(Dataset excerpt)
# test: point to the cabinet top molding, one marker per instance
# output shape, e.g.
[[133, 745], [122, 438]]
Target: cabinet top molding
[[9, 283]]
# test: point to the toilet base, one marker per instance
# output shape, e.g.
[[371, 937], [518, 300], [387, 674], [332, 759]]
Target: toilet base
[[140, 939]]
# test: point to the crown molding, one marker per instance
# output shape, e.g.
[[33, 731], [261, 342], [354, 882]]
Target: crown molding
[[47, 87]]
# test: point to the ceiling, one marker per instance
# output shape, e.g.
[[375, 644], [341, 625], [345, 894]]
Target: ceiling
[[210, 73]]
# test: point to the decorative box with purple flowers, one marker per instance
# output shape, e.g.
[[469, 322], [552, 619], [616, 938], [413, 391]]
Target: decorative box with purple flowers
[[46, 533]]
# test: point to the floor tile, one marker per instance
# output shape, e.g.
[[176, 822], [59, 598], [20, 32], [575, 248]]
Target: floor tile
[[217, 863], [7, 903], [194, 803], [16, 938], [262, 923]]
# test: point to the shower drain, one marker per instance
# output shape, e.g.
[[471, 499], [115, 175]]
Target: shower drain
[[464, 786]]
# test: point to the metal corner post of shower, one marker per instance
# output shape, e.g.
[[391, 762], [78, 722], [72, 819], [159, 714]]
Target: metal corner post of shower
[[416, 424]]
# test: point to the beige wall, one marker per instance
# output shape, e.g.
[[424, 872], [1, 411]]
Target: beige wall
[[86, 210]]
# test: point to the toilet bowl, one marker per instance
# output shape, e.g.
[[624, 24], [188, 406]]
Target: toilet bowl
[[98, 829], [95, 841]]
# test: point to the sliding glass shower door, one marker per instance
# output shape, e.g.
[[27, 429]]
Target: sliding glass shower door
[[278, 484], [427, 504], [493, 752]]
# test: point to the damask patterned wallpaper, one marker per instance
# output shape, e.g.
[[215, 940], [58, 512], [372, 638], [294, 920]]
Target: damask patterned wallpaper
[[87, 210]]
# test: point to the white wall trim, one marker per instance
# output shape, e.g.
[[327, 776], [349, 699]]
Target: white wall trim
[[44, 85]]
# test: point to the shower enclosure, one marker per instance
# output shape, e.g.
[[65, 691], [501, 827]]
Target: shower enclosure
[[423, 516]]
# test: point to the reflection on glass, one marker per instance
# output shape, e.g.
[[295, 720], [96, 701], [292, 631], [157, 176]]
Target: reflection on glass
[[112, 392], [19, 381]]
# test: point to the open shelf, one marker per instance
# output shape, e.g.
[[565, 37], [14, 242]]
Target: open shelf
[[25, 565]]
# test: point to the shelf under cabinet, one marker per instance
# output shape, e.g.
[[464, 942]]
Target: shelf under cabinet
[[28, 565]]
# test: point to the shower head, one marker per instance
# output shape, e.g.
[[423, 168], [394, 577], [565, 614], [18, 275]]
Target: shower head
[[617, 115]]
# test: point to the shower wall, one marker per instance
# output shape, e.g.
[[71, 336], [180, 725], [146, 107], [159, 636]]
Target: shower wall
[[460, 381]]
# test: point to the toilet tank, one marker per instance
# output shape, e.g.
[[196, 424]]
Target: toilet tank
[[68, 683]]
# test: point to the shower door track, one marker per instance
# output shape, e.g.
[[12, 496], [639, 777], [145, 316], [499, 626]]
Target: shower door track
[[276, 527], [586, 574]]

→ **Your goal**
Format every line of the rows above as a Markdown table with two columns, No. for the line's number and Line for its text, leaving out any blank lines.

→ **Task solution**
| No. | Line |
|---|---|
| 1 | # test: point to the cabinet top molding, one marker per instance |
| 2 | # output shape, e.g. |
| 3 | [[133, 745], [122, 438]] |
| 4 | Target: cabinet top molding |
| 5 | [[9, 283]] |
| 6 | # test: point to the toilet base, one marker per instance |
| 7 | # output shape, e.g. |
| 8 | [[371, 937], [518, 300], [387, 674], [332, 759]] |
| 9 | Target: toilet base |
| 10 | [[140, 939]] |
| 11 | # test: point to the crown molding, one marker per instance |
| 12 | # output shape, e.g. |
| 13 | [[33, 731], [261, 342], [354, 882]] |
| 14 | Target: crown molding |
| 15 | [[47, 87]] |
| 16 | # test: point to the ceiling, one marker per instance |
| 17 | # output shape, e.g. |
| 18 | [[375, 644], [341, 625], [345, 894]] |
| 19 | Target: ceiling |
| 20 | [[210, 73]] |
| 21 | # test: point to the decorative box with purple flowers, one marker per instance |
| 22 | # output shape, e.g. |
| 23 | [[469, 322], [552, 619], [616, 938], [413, 391]] |
| 24 | Target: decorative box with purple flowers |
| 25 | [[46, 533]] |
| 26 | # test: point to the floor tile, one marker per instance |
| 27 | # output shape, e.g. |
| 28 | [[176, 822], [59, 598], [20, 32], [575, 248]] |
| 29 | Target: floor tile |
| 30 | [[217, 863], [7, 903], [194, 803], [16, 938], [262, 923]] |
| 31 | # test: point to the shower drain, one marker per instance |
| 32 | # output shape, e.g. |
| 33 | [[471, 499], [115, 175]] |
| 34 | Target: shower drain |
| 35 | [[464, 786]] |
| 36 | # test: point to the metal corner post of shower, one marker per instance |
| 37 | # output shape, e.g. |
| 38 | [[391, 762], [78, 722], [72, 819], [159, 714]] |
| 39 | Target: metal corner post of shower |
| 40 | [[416, 424]] |
| 41 | # test: point to the beige wall, one marker per instance |
| 42 | # output shape, e.g. |
| 43 | [[424, 872], [1, 411]] |
| 44 | Target: beige wall |
| 45 | [[86, 210]] |
| 46 | # test: point to the toilet bowl, one marker per instance |
| 47 | # output shape, e.g. |
| 48 | [[624, 24], [188, 406]] |
| 49 | Target: toilet bowl |
| 50 | [[98, 829], [95, 841]] |
| 51 | # test: point to the sliding glass shower door, one marker per instance |
| 52 | # output shape, e.g. |
| 53 | [[27, 429]] |
| 54 | Target: sliding glass shower door |
| 55 | [[278, 484], [427, 504], [493, 752]] |
| 56 | # test: point to the damask patterned wallpaper, one marker per instance |
| 57 | # output shape, e.g. |
| 58 | [[215, 940], [58, 512], [372, 638], [294, 920]] |
| 59 | Target: damask patterned wallpaper |
| 60 | [[87, 210]] |
| 61 | # test: point to the white wall trim, one marker per instance |
| 62 | # output shape, e.g. |
| 63 | [[327, 776], [349, 699]] |
| 64 | Target: white wall trim |
| 65 | [[44, 85]] |
| 66 | # test: point to the shower enclosure, one marker per instance |
| 67 | # output shape, e.g. |
| 68 | [[65, 691], [501, 827]] |
| 69 | Target: shower enclosure |
| 70 | [[423, 516]] |
| 71 | # test: point to the reflection on glass, one marker per instance |
| 72 | # output shape, e.g. |
| 73 | [[295, 720], [96, 701], [292, 631], [157, 176]] |
| 74 | Target: reflection on glass |
| 75 | [[112, 392], [19, 381]] |
| 76 | # test: point to the open shelf, one marker per instance |
| 77 | # output shape, e.g. |
| 78 | [[565, 37], [14, 242]] |
| 79 | Target: open shelf |
| 80 | [[25, 565]] |
| 81 | # test: point to the shelf under cabinet, one marker per instance |
| 82 | # output shape, e.g. |
| 83 | [[464, 942]] |
| 84 | Target: shelf under cabinet |
| 85 | [[28, 565]] |
| 86 | # test: point to the shower head, one marker per instance |
| 87 | # output shape, e.g. |
| 88 | [[423, 168], [394, 577], [565, 614], [18, 275]] |
| 89 | Target: shower head |
| 90 | [[617, 115]] |
| 91 | # test: point to the shower wall, one marker per instance |
| 92 | # output shape, e.g. |
| 93 | [[71, 336], [180, 725], [146, 107], [159, 636]] |
| 94 | Target: shower wall |
| 95 | [[460, 381]] |
| 96 | # test: point to the toilet tank, one marker per instance |
| 97 | # output shape, e.g. |
| 98 | [[196, 424]] |
| 99 | Target: toilet tank |
| 100 | [[68, 683]] |
| 101 | # test: point to the shower door track, one marker per instance |
| 102 | # output shape, e.g. |
| 103 | [[12, 496], [639, 777], [145, 316], [499, 626]] |
| 104 | Target: shower door track |
| 105 | [[276, 527], [586, 574]] |